Osteosarcoma (Download Image)

LLNL researchers Aimy Sebastian and Nick Hum examine samples of engineered bone marrow that can be used as  a drug-screening platform that offers a protective effect on osteosarcoma (OS) cells that parallel clinical responses and could increase the survival rate of OS patients. Photo by Blaise Douros/LLNL.

Osteosarcoma (OS) is the most common primary malignant bone cancer in children and adolescents. While many other cancers now have promising therapeutic advances, treatment options for OS have remained unchanged since the introduction of standard chemotherapeutics and offer less than a 25% five-year survival rate for those with metastatic disease.

Now, Lawrence Livermore National Laboratory (LLNL) scientists along with collaborators from the University of California, Davis and the UC Davis Comprehensive Cancer Center have adapted previously described engineered bone marrow (eBM) for use as a 3D platform to study how microenvironmental and immune factors affect OS tumor progression.

The research highlights the applicability of eBM as a drug-screening platform and shows that eBM offers a protective effect on OS cells that parallel clinical responses and could increase the survival rate of OS patients.

» **Exercise aim**:
Resume the article on engineered bone marrow as an osteosarcoma research platform, picking up right after its last sentence.

» **Supplied entries**:
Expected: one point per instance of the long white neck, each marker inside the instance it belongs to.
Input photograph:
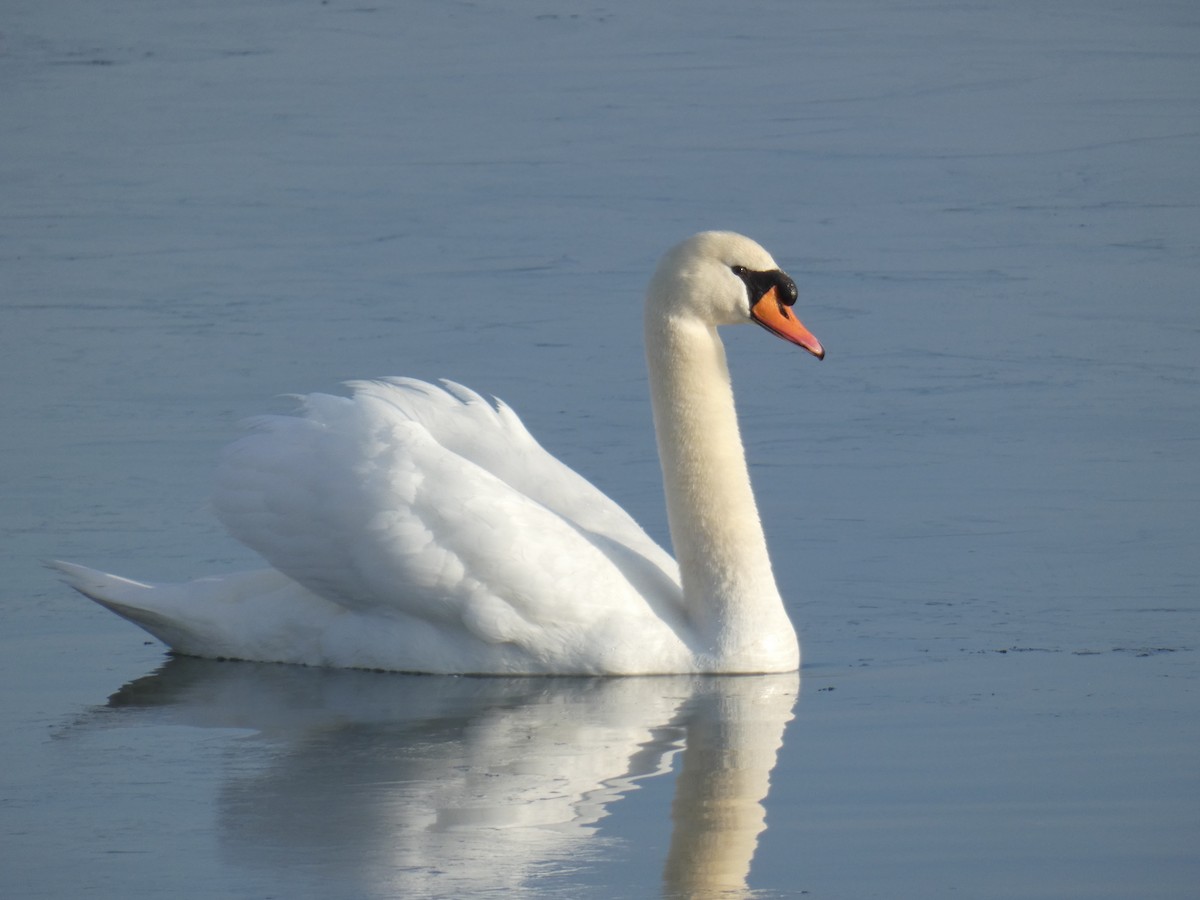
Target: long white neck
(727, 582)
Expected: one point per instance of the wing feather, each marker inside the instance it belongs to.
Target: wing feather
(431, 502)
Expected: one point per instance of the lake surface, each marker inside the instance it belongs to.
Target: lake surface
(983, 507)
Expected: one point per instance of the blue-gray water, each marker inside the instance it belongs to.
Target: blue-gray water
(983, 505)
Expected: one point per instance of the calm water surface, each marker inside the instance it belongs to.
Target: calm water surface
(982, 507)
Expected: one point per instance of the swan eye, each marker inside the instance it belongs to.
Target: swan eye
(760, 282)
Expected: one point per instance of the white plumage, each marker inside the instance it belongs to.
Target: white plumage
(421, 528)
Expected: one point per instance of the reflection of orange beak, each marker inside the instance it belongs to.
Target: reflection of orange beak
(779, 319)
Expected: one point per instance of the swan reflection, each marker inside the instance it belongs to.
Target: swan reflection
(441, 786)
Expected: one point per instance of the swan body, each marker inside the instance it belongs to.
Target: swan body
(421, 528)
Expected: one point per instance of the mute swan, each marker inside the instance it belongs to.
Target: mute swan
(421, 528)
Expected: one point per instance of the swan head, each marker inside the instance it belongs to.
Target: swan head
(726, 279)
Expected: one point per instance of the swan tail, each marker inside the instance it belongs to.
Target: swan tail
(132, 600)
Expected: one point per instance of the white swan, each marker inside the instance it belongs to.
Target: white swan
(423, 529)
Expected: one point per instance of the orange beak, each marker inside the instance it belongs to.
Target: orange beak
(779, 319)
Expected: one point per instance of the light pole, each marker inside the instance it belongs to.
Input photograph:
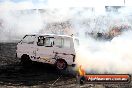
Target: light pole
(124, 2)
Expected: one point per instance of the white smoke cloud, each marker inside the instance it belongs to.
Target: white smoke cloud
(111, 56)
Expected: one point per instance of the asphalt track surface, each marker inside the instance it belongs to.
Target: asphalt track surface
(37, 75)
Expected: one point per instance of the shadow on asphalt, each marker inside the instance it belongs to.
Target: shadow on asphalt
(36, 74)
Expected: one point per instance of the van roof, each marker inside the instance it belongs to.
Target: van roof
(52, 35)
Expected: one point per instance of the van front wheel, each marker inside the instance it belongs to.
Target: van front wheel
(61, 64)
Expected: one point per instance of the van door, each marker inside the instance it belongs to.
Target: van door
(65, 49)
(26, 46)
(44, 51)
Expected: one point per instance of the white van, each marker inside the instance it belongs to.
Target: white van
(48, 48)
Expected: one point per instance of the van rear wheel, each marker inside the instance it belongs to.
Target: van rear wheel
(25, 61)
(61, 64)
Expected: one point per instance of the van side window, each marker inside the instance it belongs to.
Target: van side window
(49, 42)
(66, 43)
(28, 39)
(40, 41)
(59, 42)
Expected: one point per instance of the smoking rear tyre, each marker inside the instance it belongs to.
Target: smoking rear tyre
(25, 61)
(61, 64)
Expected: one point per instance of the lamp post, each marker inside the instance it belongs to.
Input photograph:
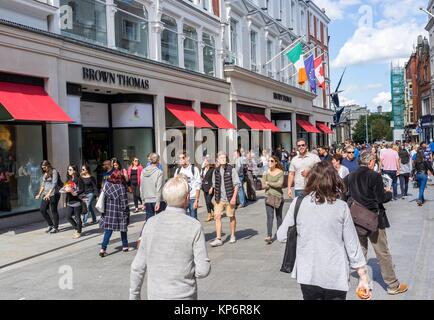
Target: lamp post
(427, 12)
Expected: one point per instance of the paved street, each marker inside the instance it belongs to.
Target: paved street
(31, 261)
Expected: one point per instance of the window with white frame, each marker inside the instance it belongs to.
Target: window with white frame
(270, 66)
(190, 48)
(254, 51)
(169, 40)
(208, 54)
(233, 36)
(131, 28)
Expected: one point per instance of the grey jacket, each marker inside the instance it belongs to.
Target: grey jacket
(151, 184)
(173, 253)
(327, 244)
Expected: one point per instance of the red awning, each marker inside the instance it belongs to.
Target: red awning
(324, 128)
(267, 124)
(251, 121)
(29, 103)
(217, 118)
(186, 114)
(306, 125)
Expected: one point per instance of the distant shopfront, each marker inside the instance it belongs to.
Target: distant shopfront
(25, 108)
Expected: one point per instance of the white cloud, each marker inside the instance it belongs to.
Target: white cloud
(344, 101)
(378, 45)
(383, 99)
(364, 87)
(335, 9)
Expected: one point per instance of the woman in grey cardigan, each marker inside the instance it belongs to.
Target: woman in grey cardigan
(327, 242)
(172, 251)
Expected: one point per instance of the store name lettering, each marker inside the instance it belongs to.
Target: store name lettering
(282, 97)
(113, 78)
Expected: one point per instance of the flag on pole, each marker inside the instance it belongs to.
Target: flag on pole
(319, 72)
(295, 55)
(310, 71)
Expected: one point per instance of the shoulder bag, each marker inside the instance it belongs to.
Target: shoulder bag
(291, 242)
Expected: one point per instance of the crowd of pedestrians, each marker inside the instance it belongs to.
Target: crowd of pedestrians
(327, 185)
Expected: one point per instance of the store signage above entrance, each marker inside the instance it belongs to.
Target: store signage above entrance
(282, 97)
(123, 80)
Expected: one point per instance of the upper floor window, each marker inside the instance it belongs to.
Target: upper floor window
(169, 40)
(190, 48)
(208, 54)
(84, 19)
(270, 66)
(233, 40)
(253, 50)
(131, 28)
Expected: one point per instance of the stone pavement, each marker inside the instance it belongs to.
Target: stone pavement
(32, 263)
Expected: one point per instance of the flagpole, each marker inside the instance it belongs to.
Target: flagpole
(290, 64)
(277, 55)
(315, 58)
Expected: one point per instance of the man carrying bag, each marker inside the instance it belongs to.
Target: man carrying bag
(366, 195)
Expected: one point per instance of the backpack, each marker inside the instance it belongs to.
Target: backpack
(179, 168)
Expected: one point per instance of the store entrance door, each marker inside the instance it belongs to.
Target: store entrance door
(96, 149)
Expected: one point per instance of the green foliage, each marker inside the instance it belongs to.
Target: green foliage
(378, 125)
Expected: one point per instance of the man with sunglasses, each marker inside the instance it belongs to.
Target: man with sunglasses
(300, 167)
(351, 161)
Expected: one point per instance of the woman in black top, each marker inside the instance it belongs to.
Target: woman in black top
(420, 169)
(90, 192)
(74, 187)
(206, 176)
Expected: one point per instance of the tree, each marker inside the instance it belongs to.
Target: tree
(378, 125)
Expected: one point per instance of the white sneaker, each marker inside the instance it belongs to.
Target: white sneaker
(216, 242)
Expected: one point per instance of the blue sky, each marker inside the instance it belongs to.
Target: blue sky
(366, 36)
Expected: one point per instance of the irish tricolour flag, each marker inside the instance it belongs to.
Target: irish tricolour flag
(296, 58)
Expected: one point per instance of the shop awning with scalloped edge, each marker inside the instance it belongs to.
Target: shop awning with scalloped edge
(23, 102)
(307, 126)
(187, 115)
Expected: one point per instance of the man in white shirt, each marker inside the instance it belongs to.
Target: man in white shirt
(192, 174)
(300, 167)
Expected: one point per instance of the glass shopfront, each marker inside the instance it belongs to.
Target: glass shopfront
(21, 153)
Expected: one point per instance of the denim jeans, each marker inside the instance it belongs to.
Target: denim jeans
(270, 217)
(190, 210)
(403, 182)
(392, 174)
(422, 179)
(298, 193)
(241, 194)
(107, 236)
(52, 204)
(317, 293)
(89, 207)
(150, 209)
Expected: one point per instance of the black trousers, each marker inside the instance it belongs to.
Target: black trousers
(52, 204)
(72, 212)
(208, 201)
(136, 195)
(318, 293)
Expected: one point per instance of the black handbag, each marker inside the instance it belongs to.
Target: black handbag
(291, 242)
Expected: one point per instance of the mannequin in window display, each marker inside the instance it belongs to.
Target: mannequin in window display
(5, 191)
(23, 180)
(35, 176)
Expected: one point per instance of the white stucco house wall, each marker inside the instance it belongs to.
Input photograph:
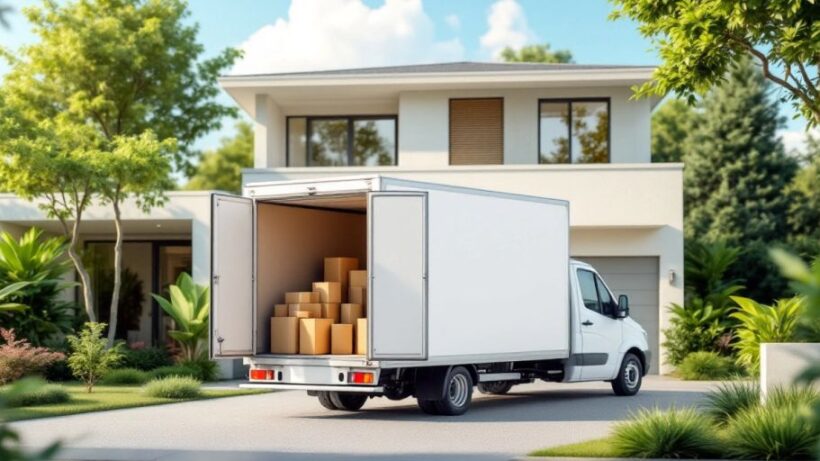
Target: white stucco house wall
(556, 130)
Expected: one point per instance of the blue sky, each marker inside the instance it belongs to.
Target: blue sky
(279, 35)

» **Output**:
The treatment of OS and improvement of disease outcome has seen limited clinical progress due to a lack of understanding regarding primary and metastatic OS pathophysiology. Such improvements require improved understanding of the events leading from early OS development in the bone marrow to preferential pulmonary metastasis, yet limited models exist to investigate these events.

“eBM is an exciting platform that provides a significant advancement to in vitro primary bone tumor research, as well as biomaterial tissue engineering at large,” said J. Kent Leach of the UC Davis Department of Orthopaedic Surgery and lead author of a paper appearing in the Proceedings of the National Academy of Sciences. “Within the context of cancer, eBM has the potential to be used to study newly identified cancer targets, complex immune cell-cancer interactions and metastagenesis biology, both as it relates to primary sarcoma metastasis away from bone and metastatic carcinoma to the bone.”

The eBM in this project accounts for the diverse cell population, complex cytokine assortment and 3D components of OS, surpassing previous in vitro models that do not account for the combined effects of these key parameters. The team demonstrated how eBM can be used in basic science research to study primary tumor formation, as well as its translational applications as a drug screening platform.

“We show that eBM stably recapitulates the composition of native bone marrow,” said LLNL scientist and co-author of the paper Nicholas Hum. “OS cells exhibit differential behavior dependent on metastatic potential when cultured in eBM, thus mimicking in vivo conditions.”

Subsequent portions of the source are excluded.